PROBLEM ->
Would you restate the listing word for word, with the images omitted?

DATA FOR THIS TASK ->
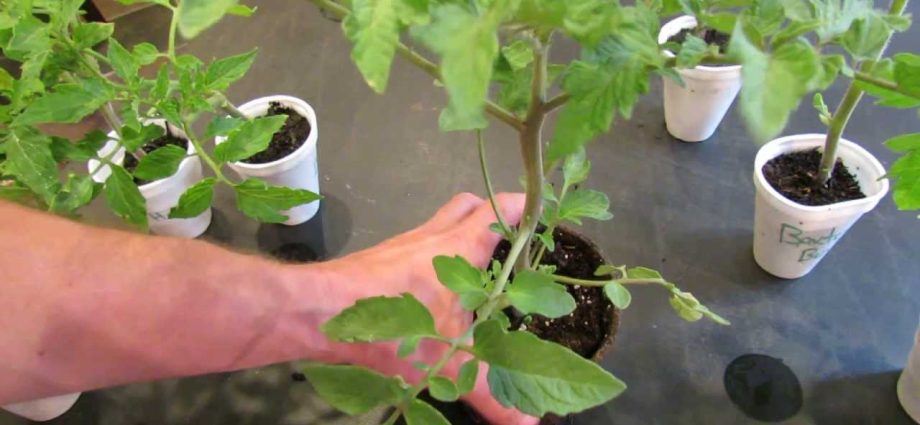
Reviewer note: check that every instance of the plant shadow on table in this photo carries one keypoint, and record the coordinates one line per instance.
(318, 239)
(253, 397)
(863, 399)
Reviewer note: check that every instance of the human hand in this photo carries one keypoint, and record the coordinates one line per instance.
(404, 264)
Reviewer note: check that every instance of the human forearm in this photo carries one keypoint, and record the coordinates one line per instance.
(85, 307)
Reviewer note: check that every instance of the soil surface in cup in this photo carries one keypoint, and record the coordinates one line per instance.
(130, 162)
(293, 134)
(793, 175)
(585, 331)
(710, 36)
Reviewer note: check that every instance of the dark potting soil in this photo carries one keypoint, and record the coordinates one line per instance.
(130, 162)
(291, 136)
(793, 175)
(585, 331)
(710, 36)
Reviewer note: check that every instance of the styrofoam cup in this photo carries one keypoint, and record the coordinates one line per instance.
(693, 112)
(44, 409)
(298, 170)
(161, 195)
(909, 382)
(790, 238)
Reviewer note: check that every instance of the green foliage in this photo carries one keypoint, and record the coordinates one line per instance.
(461, 277)
(774, 83)
(263, 202)
(535, 293)
(124, 198)
(467, 45)
(381, 319)
(249, 138)
(906, 170)
(160, 163)
(195, 200)
(519, 375)
(353, 390)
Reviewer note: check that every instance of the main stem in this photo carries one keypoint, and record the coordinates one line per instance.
(531, 145)
(846, 107)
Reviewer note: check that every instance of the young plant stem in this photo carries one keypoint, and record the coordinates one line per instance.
(426, 65)
(846, 107)
(625, 281)
(506, 231)
(531, 145)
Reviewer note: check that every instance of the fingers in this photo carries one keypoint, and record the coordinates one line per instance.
(454, 211)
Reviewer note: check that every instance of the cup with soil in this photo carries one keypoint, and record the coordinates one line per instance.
(290, 159)
(796, 222)
(693, 112)
(589, 330)
(163, 194)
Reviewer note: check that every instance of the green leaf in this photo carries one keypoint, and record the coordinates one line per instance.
(904, 142)
(907, 73)
(642, 273)
(519, 375)
(576, 168)
(68, 103)
(618, 295)
(123, 62)
(443, 389)
(838, 15)
(195, 200)
(585, 203)
(89, 34)
(462, 278)
(774, 83)
(373, 28)
(30, 36)
(249, 139)
(466, 378)
(532, 292)
(145, 53)
(76, 193)
(519, 54)
(421, 413)
(380, 319)
(29, 159)
(467, 45)
(223, 72)
(692, 51)
(242, 10)
(196, 16)
(160, 163)
(353, 389)
(906, 174)
(866, 37)
(124, 198)
(609, 80)
(262, 202)
(830, 68)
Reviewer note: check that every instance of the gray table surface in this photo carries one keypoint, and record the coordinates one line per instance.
(686, 209)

SOLUTION TO THIS PROBLEM ->
Reviewer note: check that every instance of the plant shadow on table in this photo carries one keypoint, and record the coordinates one line per instance.
(318, 239)
(253, 397)
(863, 399)
Reviewer note: check that every instance of the human hand in this photo carries one keypoint, and record the coordinates one line per instance.
(404, 264)
Reviewer note: check that every instance of the human forearm in this photo carries one keypoint, and record the coordinates one line per instance.
(85, 307)
Reviewer note: check that every instance of the soil surface in cup in this photo carries one keypoint, and record the coordinates one line per instance.
(130, 162)
(293, 134)
(793, 175)
(585, 331)
(710, 36)
Reviewer note: check that every instance of the dark potting soil in this photo carries one keypoint, and record the coordinates one line per instance.
(130, 162)
(291, 136)
(793, 175)
(585, 331)
(710, 36)
Reviewer note: check that every instance of the styrofoam cup in this photo carries one keypoint, and record the coordinates one line per instance.
(693, 112)
(44, 409)
(298, 170)
(161, 195)
(909, 382)
(790, 238)
Reviewer note: check that every instance of the green foliage in this photo carries one keypoint, and record the coordinates one line per instance.
(461, 277)
(774, 83)
(263, 202)
(535, 293)
(124, 198)
(467, 45)
(381, 319)
(249, 138)
(906, 170)
(160, 163)
(195, 200)
(519, 375)
(353, 390)
Reviewer note: check that every instance of the main stem in this photo carries one keypoint, and record the coordinates one line per instance.
(531, 145)
(846, 107)
Reviewer note: check that every instance of the young plant stem in this photo carries one keypoint, and record the coordinates one line per instance.
(426, 65)
(846, 107)
(625, 281)
(506, 231)
(531, 145)
Reviewer note: check that every instance of the fingers in this photo carries one keypoint, and record the coordinates one line per instance.
(454, 211)
Reviewer note: check that every instance of the cup with soil in this photo carries one keypoint, and record the coordinates one line per instance.
(290, 159)
(796, 222)
(693, 112)
(589, 330)
(163, 194)
Reviewer note: check that every instance of the green leaf in this photo carries one keypoint, and record the coordinates one line per instance.
(904, 142)
(907, 73)
(642, 273)
(519, 375)
(576, 168)
(68, 103)
(618, 295)
(123, 62)
(443, 389)
(838, 15)
(195, 200)
(585, 203)
(89, 34)
(462, 278)
(774, 83)
(373, 28)
(30, 36)
(249, 139)
(466, 378)
(532, 292)
(145, 53)
(76, 193)
(519, 54)
(421, 413)
(380, 319)
(29, 159)
(467, 45)
(223, 72)
(692, 51)
(242, 10)
(196, 16)
(160, 163)
(353, 389)
(906, 174)
(866, 37)
(124, 198)
(609, 80)
(262, 202)
(830, 68)
Reviewer note: check that every instance of the gray table surface in this photo carries one keypoint, and record the coordinates one line per instance.
(686, 209)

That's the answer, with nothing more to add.